╔══

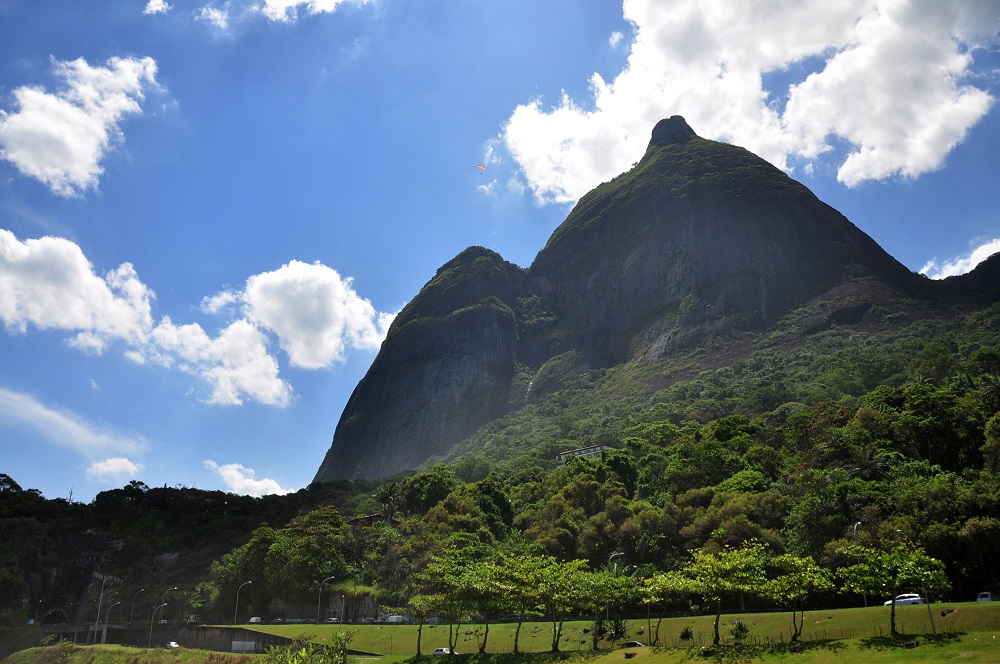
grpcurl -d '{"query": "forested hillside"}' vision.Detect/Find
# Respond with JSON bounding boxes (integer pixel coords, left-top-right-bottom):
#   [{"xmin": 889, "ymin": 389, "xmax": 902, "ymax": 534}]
[{"xmin": 0, "ymin": 305, "xmax": 1000, "ymax": 636}]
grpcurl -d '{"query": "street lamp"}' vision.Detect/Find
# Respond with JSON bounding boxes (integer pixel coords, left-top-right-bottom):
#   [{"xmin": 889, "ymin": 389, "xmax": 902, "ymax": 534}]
[
  {"xmin": 88, "ymin": 574, "xmax": 114, "ymax": 643},
  {"xmin": 604, "ymin": 551, "xmax": 625, "ymax": 621},
  {"xmin": 101, "ymin": 601, "xmax": 121, "ymax": 643},
  {"xmin": 128, "ymin": 588, "xmax": 146, "ymax": 623},
  {"xmin": 233, "ymin": 581, "xmax": 253, "ymax": 625},
  {"xmin": 316, "ymin": 576, "xmax": 337, "ymax": 625},
  {"xmin": 146, "ymin": 593, "xmax": 167, "ymax": 648},
  {"xmin": 160, "ymin": 586, "xmax": 177, "ymax": 615}
]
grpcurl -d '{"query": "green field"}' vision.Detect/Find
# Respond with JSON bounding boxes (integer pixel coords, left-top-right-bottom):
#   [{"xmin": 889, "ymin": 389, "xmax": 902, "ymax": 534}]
[
  {"xmin": 4, "ymin": 602, "xmax": 1000, "ymax": 664},
  {"xmin": 259, "ymin": 602, "xmax": 1000, "ymax": 662}
]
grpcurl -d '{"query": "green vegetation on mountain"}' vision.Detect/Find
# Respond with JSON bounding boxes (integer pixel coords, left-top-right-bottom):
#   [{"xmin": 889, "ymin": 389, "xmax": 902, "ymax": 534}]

╚══

_Aim_
Which lines in the entries above contain the string "query"? Copy each of those lines in full.

_Answer to this problem_
grpcurl -d '{"query": "forested hillside"}' vision.Detect/Find
grpcurl -d '{"query": "street lamp"}' vision.Detect/Find
grpcurl -d '{"query": "green field"}' vision.Detect/Find
grpcurl -d '{"query": "green vegetation on mountain"}' vision.Detect/Find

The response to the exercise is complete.